start Listed entries
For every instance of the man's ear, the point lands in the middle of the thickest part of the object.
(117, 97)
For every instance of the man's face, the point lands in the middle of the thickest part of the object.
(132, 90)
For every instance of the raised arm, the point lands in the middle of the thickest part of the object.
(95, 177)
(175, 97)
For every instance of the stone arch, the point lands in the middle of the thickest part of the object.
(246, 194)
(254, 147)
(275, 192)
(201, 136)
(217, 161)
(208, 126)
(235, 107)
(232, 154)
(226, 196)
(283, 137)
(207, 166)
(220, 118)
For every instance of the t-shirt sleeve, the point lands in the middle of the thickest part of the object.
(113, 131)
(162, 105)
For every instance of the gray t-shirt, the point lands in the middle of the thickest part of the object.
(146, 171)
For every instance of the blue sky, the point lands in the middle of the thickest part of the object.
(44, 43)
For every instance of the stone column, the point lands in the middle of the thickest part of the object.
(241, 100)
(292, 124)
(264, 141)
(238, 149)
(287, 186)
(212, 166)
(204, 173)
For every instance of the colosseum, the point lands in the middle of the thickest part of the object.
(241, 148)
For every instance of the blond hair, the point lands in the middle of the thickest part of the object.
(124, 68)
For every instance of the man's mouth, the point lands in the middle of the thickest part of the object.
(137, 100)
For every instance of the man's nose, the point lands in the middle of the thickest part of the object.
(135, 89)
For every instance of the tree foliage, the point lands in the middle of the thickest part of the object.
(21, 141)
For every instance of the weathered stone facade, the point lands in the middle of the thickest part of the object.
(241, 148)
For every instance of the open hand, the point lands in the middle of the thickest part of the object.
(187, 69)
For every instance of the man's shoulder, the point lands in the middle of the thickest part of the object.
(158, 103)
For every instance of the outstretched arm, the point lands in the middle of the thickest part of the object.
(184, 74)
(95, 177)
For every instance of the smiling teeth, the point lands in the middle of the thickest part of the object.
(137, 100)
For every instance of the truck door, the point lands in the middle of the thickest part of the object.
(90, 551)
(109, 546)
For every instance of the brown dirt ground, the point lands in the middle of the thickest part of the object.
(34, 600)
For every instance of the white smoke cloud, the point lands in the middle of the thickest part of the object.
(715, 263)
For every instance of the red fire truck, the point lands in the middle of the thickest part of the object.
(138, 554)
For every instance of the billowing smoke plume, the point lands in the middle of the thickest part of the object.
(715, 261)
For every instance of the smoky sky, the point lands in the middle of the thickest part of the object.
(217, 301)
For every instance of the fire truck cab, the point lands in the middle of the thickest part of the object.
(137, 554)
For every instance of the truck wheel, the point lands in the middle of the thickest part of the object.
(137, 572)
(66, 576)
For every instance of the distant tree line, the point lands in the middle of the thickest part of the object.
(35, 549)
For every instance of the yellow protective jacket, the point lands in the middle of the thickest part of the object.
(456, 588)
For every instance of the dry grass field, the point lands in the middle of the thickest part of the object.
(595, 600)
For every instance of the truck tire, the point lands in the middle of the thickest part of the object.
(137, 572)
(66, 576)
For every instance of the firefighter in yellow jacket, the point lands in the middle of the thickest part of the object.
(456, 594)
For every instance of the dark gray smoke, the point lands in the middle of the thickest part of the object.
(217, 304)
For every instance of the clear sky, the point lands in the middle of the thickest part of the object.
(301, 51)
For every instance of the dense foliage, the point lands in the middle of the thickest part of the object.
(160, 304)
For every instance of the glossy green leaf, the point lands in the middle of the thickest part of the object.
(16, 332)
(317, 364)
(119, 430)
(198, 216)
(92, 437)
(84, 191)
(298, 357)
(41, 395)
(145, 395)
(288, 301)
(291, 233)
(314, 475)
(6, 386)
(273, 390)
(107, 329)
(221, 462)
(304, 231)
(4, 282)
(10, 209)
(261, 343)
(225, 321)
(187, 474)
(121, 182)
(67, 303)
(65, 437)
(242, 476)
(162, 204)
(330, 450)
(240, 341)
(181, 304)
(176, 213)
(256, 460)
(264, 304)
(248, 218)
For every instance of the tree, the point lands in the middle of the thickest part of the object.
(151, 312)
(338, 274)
end Listed entries
--- Exercise description ---
Recopy the whole listing exactly.

--- Answer to the exercise ---
For every instance of the man's ear, the point lands in the middle of the thickest part of the object.
(117, 97)
For every instance of the man's face, the point lands in the middle of the thickest part of the object.
(132, 90)
For every instance of the raised arm, the point lands in the middle of the thickest part of the object.
(95, 177)
(175, 97)
For every instance of the stone arch, the point lands in the middle of the thickest part of the object.
(246, 194)
(254, 147)
(275, 192)
(201, 136)
(217, 161)
(208, 126)
(235, 107)
(232, 154)
(226, 196)
(283, 137)
(207, 166)
(220, 118)
For every instance of the t-shirt sleeve, the point lands in the middle of the thickest part of the object.
(113, 131)
(162, 105)
For every instance of the gray t-shirt, the point lands in the middle of the thickest part of the object.
(146, 171)
For every instance of the blue sky, the point lands in the middle of the thickest part of the object.
(44, 43)
For every instance of the stone column, the point lands in the middle of the thickest part of the object.
(241, 100)
(292, 124)
(264, 141)
(238, 149)
(287, 186)
(212, 166)
(204, 173)
For every instance of the colosseum, the point lands in the middle of the thickest part of the object.
(241, 148)
For every instance of the blond hair, the point lands in the middle of the thickest part of the object.
(124, 68)
For every instance of the man's mouth, the point lands in the middle of the thickest part of the object.
(137, 100)
For every instance of the man's nose, the point lands in the middle of the thickest part of the object.
(135, 89)
For every instance of the tree foliage, the point lands in the middle of the thickest part of the object.
(21, 141)
For every instance of the weathered stone facade, the point lands in the middle of the thickest part of the object.
(241, 148)
For every instance of the open hand, the point lands in the middle of the thickest part of the object.
(187, 69)
For every instance of the man's shoulder, the point lands in the middle of the thickest part of the object.
(158, 103)
For every instance of the outstretched arm, the point lands in the middle of the thickest part of the object.
(184, 74)
(95, 177)
For every instance of the smiling teeth, the point lands in the middle of the thickest part of the object.
(137, 100)
For every instance of the truck door, the point lands in the middle of the thickest part of the object.
(90, 551)
(109, 546)
For every instance of the brown dirt ground, the point lands in the middle of the thickest part of the object.
(34, 600)
For every instance of the white smoke cloud, the point lands in the middle of the thickest part of the object.
(715, 263)
For every instance of the red fire truck, the point lands in the middle of the thickest part of the object.
(138, 554)
For every instance of the billowing smoke plume, the point lands in the middle of the thickest part of the object.
(715, 261)
For every instance of the smoky sky, the point lands in the middle of the thickest part of the object.
(217, 301)
For every instance of the fire truck cab, the point lands in the middle of the thickest part of the object.
(137, 554)
For every instance of the truck wheel, the point lands in the middle of the thickest part of the object.
(137, 572)
(66, 576)
For every instance of the distant tree line, the point lands in the middle of the thickest part of the object.
(35, 549)
For every instance of the yellow protective jacket, the point lands in the middle of the thickest part of the object.
(456, 588)
For every instance of the dry grass field, the point lands in the middle of the thickest part of the object.
(595, 600)
For every instance of the truck tire, the point lands in the middle of the thickest part of the object.
(137, 572)
(66, 576)
For every instance of the firefighter in yellow jacket, the point lands in the middle of the thickest part of the object.
(456, 594)
For every instance of the dark gray smoke, the point lands in the middle of the thickest part of the object.
(217, 304)
For every instance of the clear sky, the point lands in the middle of the thickest part of the object.
(301, 51)
For every instance of the dense foliage, the point lands in the middle of the thickest part of the object.
(160, 304)
For every instance of the glossy green leaf, the point lands in the middle of the thickest part of the object.
(16, 332)
(317, 364)
(119, 430)
(198, 216)
(92, 437)
(84, 191)
(298, 357)
(41, 395)
(145, 395)
(288, 301)
(291, 233)
(314, 475)
(6, 386)
(273, 390)
(107, 329)
(221, 462)
(304, 231)
(4, 282)
(10, 209)
(261, 343)
(225, 321)
(187, 474)
(121, 182)
(67, 303)
(65, 437)
(242, 476)
(162, 204)
(330, 450)
(240, 341)
(181, 304)
(176, 213)
(256, 460)
(264, 304)
(248, 218)
For every instance of the tree, the point lands in the middle of the thickest part of the object.
(151, 312)
(338, 274)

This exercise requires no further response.